[Start of Attachment]

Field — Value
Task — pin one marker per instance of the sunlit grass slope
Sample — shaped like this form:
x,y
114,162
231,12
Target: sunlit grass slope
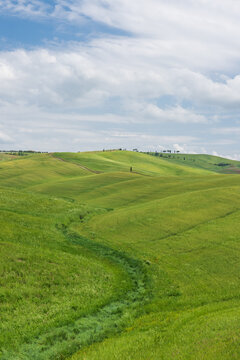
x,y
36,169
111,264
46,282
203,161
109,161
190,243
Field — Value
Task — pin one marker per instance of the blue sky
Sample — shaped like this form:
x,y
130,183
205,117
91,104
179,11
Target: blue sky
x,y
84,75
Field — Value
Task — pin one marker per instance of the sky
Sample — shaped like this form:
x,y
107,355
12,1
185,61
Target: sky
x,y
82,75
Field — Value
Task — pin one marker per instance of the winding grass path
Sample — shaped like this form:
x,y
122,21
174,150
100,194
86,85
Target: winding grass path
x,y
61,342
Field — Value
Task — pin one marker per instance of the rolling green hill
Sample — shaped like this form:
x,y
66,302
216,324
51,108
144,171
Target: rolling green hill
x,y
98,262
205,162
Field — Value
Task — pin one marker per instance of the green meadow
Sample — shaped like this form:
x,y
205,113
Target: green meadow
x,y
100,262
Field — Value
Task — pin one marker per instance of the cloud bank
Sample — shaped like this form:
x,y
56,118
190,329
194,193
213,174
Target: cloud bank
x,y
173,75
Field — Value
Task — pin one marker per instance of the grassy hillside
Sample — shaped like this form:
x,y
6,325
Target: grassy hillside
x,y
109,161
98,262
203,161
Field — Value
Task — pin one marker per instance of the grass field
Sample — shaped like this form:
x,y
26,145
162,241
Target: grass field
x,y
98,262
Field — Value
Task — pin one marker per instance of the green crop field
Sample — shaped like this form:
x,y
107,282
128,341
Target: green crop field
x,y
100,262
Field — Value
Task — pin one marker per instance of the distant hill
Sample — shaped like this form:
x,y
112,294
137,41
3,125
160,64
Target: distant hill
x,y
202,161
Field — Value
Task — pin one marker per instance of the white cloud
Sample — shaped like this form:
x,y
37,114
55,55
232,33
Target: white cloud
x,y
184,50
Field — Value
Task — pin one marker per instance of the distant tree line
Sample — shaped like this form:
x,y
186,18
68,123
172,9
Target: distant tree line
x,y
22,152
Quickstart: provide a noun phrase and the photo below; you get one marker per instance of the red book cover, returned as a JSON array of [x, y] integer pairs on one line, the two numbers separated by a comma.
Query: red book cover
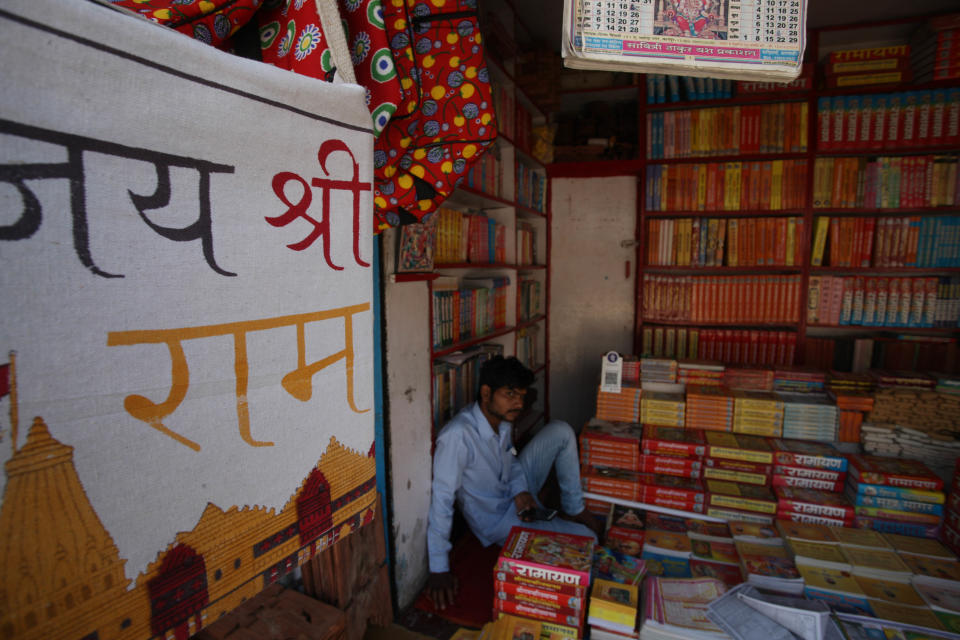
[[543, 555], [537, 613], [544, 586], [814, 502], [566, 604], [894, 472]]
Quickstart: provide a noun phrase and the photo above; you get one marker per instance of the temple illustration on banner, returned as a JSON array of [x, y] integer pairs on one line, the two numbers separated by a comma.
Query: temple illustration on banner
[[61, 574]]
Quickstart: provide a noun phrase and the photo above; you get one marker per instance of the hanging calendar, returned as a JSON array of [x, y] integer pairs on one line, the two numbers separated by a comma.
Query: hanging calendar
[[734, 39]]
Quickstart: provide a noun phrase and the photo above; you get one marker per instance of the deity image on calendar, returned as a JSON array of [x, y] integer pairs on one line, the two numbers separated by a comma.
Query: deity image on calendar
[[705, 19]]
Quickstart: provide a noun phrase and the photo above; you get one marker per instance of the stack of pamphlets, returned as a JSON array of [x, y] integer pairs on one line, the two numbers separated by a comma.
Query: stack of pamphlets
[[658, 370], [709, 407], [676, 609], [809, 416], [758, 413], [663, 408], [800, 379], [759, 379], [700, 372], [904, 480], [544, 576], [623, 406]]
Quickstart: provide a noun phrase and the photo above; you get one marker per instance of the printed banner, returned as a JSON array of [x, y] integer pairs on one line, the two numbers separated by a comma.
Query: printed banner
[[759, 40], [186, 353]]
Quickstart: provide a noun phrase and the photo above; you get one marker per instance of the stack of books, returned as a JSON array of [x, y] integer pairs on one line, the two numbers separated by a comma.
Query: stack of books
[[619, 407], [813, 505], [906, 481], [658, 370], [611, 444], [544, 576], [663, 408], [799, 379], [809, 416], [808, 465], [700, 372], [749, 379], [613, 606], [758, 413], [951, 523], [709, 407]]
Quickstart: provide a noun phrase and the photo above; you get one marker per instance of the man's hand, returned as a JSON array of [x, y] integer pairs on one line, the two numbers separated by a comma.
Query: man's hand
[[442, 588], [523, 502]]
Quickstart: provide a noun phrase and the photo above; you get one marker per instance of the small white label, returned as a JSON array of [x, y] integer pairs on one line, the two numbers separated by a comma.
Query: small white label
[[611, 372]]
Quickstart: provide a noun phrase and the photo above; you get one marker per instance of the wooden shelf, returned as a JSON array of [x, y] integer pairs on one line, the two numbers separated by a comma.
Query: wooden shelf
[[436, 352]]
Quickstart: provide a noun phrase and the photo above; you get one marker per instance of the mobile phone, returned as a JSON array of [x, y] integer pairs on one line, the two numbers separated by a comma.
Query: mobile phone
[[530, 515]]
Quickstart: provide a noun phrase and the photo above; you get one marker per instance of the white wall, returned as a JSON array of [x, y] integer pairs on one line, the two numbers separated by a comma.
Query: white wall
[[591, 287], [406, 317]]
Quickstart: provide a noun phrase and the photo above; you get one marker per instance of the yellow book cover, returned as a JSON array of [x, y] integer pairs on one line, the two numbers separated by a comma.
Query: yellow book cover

[End of Attachment]
[Start of Attachment]

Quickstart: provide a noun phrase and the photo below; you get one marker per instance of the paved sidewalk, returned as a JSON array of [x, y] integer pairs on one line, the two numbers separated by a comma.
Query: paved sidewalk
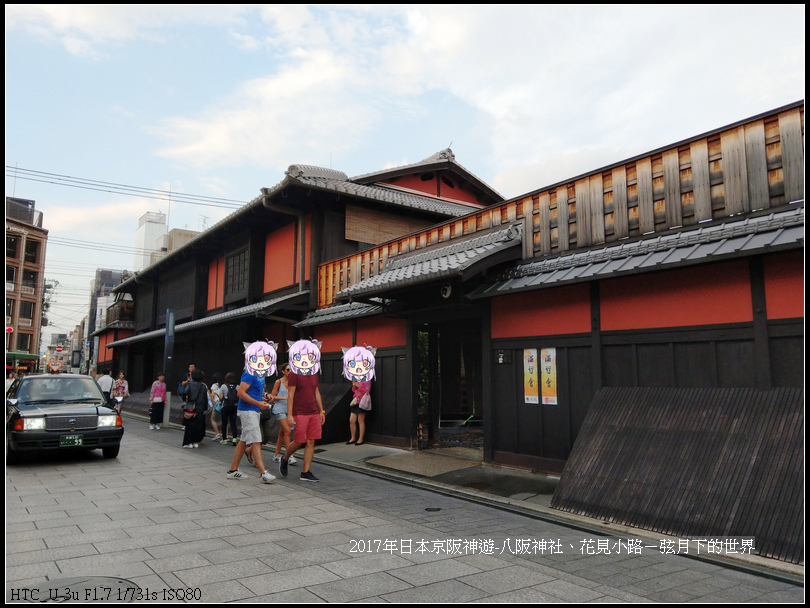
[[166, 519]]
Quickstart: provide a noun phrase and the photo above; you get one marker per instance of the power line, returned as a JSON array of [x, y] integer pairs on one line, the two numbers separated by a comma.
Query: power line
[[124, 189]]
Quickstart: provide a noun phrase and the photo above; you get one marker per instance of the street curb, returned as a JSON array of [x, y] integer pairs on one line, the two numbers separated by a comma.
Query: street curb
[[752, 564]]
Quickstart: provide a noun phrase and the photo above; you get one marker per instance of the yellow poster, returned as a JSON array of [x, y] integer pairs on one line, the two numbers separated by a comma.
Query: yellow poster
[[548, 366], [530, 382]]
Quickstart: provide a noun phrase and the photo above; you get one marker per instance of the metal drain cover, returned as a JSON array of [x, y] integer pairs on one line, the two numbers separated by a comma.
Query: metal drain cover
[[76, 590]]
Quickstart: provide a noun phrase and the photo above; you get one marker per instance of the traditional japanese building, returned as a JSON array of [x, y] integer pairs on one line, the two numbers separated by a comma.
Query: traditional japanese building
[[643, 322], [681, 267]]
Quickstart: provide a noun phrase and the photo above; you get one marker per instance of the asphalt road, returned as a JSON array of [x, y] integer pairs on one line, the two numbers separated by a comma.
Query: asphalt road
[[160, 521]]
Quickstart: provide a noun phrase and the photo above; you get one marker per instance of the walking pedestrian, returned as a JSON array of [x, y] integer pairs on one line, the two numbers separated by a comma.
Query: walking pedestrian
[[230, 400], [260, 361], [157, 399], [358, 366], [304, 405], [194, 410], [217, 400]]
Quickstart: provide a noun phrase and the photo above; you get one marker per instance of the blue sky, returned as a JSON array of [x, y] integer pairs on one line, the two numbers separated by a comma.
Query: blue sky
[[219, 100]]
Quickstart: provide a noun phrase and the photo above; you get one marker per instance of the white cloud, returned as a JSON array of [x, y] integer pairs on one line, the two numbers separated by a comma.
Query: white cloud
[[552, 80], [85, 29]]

[End of Attachment]
[Start of Attachment]

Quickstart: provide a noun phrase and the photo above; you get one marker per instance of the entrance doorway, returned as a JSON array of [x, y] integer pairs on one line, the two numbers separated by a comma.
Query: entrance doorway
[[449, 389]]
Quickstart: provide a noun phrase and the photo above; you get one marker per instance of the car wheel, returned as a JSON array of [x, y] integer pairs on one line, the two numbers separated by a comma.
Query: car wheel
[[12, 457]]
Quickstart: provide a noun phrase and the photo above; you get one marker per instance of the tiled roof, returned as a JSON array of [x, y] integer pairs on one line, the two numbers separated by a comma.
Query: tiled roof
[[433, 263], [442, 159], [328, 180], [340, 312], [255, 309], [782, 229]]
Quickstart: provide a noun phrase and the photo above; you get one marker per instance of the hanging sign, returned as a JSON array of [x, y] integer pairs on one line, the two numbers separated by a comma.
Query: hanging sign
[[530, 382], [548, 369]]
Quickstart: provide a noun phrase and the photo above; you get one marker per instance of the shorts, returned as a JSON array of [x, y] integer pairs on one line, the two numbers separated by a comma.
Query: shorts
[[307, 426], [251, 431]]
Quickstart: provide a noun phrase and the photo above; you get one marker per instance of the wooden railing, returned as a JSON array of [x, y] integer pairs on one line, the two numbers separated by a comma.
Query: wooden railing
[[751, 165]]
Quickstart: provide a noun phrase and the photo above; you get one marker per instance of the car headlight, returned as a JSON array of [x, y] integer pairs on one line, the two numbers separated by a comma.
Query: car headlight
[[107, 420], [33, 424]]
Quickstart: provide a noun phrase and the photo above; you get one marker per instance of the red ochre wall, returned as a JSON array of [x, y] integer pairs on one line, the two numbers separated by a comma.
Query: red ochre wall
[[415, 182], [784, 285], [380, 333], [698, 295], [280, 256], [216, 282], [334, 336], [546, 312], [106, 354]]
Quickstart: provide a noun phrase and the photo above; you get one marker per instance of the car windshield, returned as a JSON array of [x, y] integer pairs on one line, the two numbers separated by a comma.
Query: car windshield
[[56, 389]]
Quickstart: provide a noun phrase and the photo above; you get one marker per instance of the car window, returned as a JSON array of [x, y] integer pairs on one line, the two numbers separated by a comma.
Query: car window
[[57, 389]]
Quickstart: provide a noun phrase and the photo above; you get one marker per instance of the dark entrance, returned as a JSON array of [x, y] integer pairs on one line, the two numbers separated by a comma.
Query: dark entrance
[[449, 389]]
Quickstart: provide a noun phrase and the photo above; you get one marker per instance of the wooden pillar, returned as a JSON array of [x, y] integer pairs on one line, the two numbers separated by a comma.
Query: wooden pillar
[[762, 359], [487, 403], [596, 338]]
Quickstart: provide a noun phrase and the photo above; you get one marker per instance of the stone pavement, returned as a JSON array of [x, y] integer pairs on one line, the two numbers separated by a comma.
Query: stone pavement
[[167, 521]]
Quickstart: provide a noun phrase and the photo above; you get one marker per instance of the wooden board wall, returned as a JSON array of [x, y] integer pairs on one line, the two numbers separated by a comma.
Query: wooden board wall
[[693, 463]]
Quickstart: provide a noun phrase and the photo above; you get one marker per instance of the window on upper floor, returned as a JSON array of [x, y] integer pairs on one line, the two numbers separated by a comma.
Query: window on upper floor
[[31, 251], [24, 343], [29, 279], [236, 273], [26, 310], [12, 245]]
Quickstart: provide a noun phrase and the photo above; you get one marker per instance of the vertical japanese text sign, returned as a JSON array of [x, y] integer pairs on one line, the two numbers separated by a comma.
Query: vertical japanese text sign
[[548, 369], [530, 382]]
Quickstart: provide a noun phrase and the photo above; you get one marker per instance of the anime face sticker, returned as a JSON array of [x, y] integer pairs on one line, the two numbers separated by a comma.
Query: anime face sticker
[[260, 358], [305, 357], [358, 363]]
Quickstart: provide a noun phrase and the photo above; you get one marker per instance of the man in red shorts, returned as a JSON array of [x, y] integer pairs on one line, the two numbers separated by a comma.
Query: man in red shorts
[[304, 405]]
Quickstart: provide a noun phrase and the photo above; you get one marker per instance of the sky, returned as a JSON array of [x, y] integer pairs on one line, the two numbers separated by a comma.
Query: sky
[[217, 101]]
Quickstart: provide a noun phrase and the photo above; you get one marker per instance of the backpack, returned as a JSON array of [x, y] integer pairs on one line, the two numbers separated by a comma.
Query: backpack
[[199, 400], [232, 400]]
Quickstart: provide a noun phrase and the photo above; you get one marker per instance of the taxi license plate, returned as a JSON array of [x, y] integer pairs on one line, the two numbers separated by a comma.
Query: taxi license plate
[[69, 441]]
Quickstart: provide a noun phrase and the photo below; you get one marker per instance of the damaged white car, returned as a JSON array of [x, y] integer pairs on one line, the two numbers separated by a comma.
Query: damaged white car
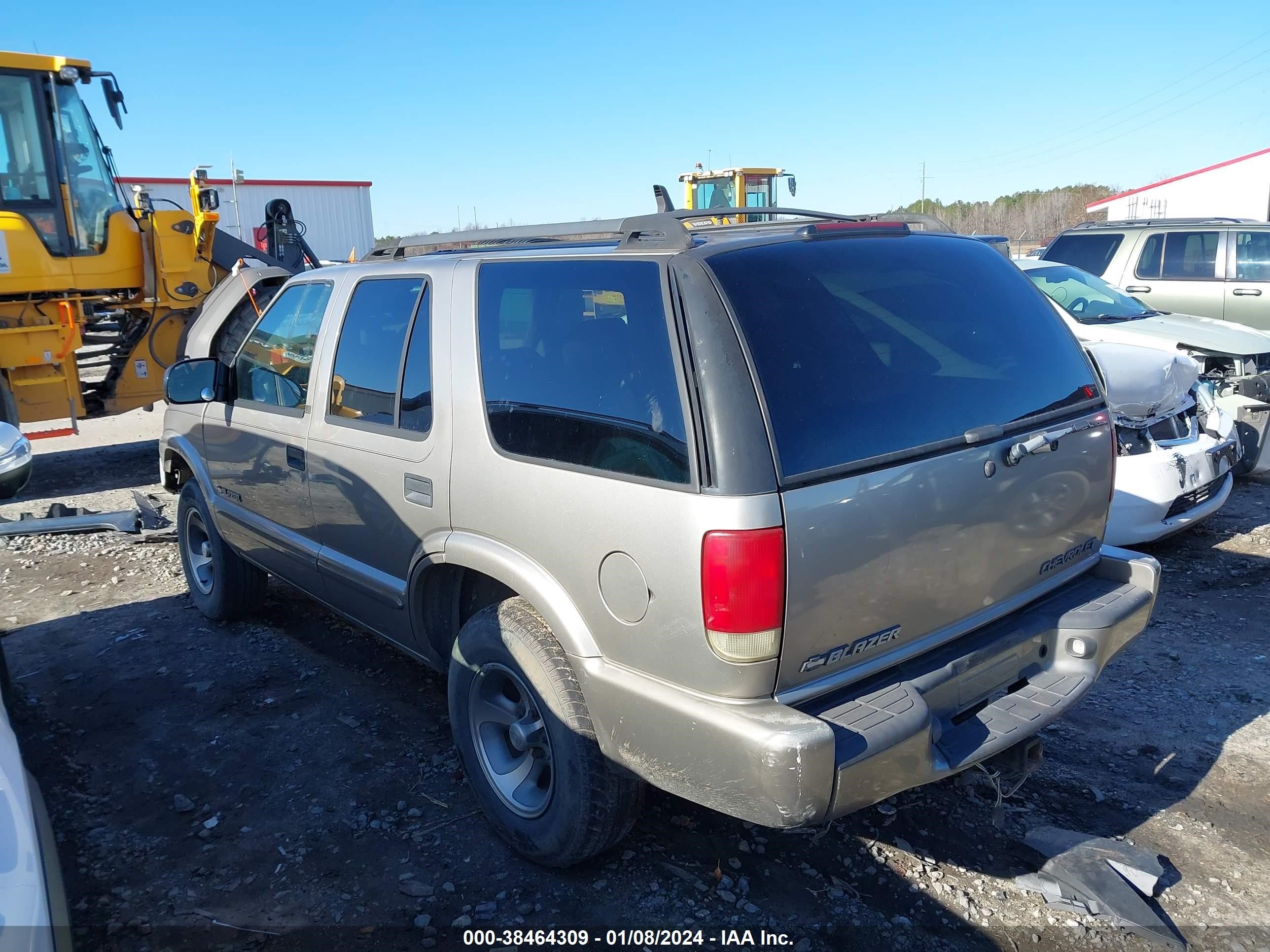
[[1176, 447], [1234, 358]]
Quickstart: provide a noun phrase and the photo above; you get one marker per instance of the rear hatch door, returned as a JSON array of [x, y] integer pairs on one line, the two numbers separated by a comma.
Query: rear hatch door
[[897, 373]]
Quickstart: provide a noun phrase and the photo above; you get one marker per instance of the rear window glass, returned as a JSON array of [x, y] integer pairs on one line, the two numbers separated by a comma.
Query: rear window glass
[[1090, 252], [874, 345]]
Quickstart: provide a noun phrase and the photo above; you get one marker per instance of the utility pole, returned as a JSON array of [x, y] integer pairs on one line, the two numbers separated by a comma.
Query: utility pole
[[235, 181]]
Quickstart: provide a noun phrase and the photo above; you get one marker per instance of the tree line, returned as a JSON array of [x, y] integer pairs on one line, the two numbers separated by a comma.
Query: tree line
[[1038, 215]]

[End of Attachment]

■ ASSIGNED TASK:
Among the entries above, some lines may hold the string "below". State how many, and give nothing but the number.

■ RESPONSE TO THE TASK:
3